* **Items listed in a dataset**
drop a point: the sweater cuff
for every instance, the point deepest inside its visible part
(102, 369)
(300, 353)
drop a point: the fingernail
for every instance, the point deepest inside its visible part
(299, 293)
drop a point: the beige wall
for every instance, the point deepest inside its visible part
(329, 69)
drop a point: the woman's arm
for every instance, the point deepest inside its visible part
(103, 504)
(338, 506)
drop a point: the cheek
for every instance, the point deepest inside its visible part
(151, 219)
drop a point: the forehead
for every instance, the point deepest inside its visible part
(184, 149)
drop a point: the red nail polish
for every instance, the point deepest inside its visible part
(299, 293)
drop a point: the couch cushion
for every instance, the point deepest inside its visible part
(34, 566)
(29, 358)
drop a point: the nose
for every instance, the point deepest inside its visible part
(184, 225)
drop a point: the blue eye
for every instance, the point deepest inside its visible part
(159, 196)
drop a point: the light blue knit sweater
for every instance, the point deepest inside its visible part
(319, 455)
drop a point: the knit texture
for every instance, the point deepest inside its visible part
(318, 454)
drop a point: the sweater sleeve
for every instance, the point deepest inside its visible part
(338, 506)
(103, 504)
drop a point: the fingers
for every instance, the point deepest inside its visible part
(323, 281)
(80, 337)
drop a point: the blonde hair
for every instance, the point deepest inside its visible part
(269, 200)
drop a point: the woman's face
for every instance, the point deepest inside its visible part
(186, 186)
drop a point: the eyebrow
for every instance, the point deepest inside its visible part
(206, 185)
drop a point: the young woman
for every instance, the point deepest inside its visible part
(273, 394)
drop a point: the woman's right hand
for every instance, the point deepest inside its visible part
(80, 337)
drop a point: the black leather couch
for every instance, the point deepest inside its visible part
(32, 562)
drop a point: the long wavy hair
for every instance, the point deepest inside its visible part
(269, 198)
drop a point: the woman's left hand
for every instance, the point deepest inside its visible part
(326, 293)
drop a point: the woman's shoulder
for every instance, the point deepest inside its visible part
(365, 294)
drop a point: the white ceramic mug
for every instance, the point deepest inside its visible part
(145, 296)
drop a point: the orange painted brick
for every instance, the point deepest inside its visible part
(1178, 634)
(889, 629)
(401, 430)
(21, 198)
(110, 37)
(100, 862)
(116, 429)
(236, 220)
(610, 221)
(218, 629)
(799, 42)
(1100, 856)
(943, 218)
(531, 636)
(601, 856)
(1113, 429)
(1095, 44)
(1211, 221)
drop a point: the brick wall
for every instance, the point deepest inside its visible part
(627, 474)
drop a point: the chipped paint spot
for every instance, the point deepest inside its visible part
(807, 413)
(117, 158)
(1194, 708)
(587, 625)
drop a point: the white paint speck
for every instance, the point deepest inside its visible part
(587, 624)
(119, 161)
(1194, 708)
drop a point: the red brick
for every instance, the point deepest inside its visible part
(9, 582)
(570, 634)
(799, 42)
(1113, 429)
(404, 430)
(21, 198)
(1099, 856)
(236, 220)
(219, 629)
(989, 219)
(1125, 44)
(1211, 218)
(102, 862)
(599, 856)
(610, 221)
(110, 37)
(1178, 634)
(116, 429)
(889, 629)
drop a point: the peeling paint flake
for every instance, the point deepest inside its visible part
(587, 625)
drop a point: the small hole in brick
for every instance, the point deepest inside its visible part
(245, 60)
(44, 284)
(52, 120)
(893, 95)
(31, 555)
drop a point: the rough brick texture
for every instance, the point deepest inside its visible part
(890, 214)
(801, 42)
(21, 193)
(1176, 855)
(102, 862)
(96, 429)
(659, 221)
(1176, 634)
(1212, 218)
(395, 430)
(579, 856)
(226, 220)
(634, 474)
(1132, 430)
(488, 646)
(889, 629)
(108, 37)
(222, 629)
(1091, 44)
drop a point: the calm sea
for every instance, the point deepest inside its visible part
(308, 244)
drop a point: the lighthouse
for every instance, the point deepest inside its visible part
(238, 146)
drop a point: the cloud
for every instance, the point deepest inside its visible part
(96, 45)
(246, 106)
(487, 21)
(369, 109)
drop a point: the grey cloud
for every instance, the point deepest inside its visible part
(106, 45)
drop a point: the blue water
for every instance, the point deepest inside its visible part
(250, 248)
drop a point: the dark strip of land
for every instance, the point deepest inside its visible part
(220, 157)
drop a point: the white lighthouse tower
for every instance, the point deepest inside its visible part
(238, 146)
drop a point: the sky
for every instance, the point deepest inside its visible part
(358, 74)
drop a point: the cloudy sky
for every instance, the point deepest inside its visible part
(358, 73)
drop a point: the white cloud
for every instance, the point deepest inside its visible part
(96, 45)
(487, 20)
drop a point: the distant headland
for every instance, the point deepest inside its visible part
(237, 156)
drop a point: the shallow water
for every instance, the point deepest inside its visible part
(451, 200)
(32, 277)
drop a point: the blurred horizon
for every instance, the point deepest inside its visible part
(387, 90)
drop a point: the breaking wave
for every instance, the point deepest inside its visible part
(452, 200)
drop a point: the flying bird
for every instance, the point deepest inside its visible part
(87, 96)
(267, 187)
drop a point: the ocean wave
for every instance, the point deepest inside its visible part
==
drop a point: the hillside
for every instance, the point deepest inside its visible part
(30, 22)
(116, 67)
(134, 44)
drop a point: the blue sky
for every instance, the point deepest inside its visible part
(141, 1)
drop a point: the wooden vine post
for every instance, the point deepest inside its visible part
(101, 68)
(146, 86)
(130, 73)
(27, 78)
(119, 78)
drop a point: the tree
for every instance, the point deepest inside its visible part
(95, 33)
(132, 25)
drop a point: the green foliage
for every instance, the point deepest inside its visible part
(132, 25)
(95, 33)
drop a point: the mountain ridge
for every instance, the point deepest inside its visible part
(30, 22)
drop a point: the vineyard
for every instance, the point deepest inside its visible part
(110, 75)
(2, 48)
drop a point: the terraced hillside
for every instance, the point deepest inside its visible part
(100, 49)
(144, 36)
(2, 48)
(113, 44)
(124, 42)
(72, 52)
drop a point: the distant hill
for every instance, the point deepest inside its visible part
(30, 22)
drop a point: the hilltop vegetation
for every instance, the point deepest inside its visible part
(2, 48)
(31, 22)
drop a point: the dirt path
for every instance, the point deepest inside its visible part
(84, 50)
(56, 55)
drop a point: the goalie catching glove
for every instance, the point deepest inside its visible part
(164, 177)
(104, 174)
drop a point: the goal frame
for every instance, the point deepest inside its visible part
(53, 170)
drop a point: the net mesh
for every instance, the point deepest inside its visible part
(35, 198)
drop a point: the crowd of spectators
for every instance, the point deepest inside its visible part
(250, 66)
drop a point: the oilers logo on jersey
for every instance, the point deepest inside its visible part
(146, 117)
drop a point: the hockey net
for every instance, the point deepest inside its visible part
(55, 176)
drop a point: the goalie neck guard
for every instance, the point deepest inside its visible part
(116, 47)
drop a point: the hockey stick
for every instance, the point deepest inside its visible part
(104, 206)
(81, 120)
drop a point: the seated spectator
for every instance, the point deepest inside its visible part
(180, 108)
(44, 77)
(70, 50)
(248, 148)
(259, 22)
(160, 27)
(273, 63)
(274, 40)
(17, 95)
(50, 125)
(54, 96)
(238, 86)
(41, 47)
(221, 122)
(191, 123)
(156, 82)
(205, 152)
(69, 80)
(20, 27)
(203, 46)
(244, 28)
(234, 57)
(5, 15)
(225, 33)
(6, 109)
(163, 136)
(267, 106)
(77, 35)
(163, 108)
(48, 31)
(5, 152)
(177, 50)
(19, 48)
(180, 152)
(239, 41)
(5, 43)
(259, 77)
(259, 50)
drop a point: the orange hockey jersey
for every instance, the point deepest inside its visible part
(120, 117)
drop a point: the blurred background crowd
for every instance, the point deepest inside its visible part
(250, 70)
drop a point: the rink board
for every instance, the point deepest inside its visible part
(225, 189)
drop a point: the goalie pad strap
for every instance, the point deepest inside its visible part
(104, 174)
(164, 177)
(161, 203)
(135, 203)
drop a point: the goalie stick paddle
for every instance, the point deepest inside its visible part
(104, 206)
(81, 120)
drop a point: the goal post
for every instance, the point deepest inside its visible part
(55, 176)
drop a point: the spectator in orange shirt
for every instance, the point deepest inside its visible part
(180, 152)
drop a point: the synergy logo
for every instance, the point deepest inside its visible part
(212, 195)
--
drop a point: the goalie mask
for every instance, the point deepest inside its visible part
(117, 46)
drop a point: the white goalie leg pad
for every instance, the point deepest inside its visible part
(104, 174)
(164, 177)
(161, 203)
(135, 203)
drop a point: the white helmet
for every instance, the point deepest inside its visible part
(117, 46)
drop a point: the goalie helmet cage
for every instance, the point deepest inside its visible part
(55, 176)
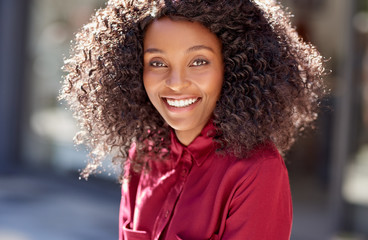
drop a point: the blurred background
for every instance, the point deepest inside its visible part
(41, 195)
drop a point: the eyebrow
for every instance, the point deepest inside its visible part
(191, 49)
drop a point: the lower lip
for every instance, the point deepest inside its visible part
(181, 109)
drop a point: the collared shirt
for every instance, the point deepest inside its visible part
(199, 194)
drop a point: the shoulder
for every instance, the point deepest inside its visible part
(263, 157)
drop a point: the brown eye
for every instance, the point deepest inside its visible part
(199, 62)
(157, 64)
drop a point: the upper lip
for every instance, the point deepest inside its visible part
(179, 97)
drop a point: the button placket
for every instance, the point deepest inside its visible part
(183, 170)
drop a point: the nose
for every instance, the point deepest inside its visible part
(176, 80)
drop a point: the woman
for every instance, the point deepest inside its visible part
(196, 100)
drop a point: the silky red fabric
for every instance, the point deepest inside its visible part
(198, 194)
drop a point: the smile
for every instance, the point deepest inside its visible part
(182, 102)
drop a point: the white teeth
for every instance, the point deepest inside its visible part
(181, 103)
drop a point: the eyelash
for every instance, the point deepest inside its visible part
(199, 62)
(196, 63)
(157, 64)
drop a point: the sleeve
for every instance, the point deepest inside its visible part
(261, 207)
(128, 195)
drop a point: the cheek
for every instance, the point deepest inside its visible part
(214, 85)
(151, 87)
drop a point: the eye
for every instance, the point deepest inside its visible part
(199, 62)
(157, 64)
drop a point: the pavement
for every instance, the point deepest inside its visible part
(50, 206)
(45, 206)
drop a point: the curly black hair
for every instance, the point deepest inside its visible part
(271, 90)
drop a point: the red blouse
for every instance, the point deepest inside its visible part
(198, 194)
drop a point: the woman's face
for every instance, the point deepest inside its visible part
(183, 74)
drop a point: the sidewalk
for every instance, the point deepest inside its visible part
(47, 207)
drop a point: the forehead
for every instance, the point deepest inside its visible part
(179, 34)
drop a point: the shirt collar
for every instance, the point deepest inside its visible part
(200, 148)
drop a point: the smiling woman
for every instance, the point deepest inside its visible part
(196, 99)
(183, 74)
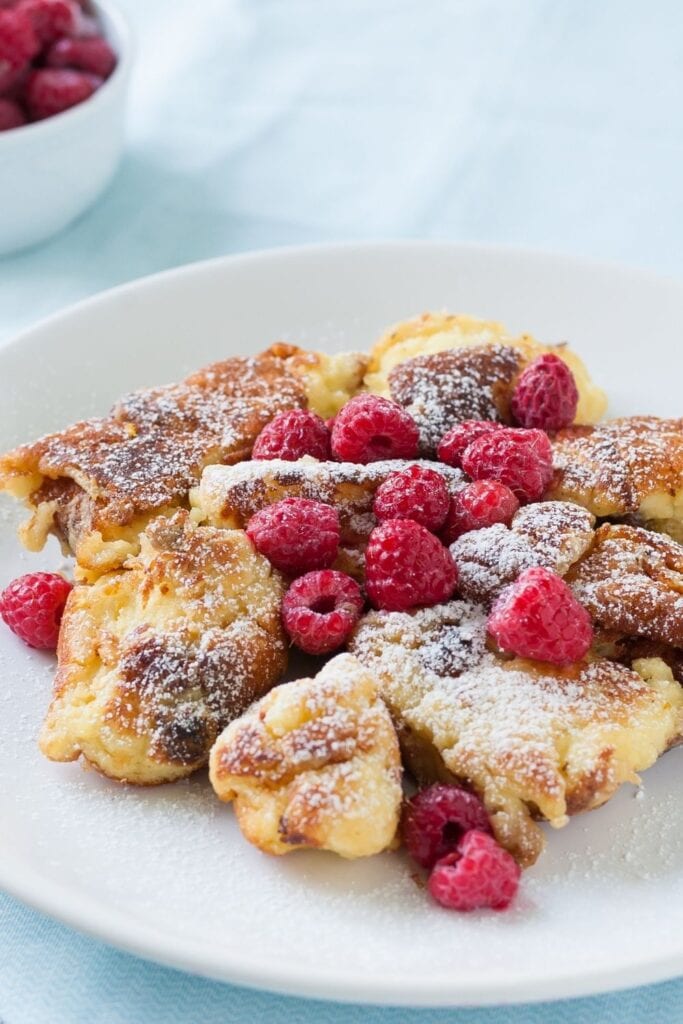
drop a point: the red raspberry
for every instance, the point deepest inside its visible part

* **What this task involves**
Identify every line in the material above that contains the string "woman", and copy each of those lines in full.

* **Task answer**
drop a point: the woman's arm
drop a point: the woman's face
drop a point: the young woman
drop a point: the woman's right hand
drop a point: the woman's left hand
drop a point: the woman's shoulder
drop a point: the woman
drop a point: the woman's face
drop a point: the smiling woman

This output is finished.